TASK DETAILS: Print out the entire listing verbatim.
-----
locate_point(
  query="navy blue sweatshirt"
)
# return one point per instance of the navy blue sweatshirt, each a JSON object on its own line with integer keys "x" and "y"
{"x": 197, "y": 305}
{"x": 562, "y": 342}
-----
FINAL ANSWER:
locate_point(
  query="navy blue sweatshirt"
)
# return one point per instance of the navy blue sweatshirt, each a JSON object on its own line with integer keys "x" and "y"
{"x": 197, "y": 305}
{"x": 562, "y": 342}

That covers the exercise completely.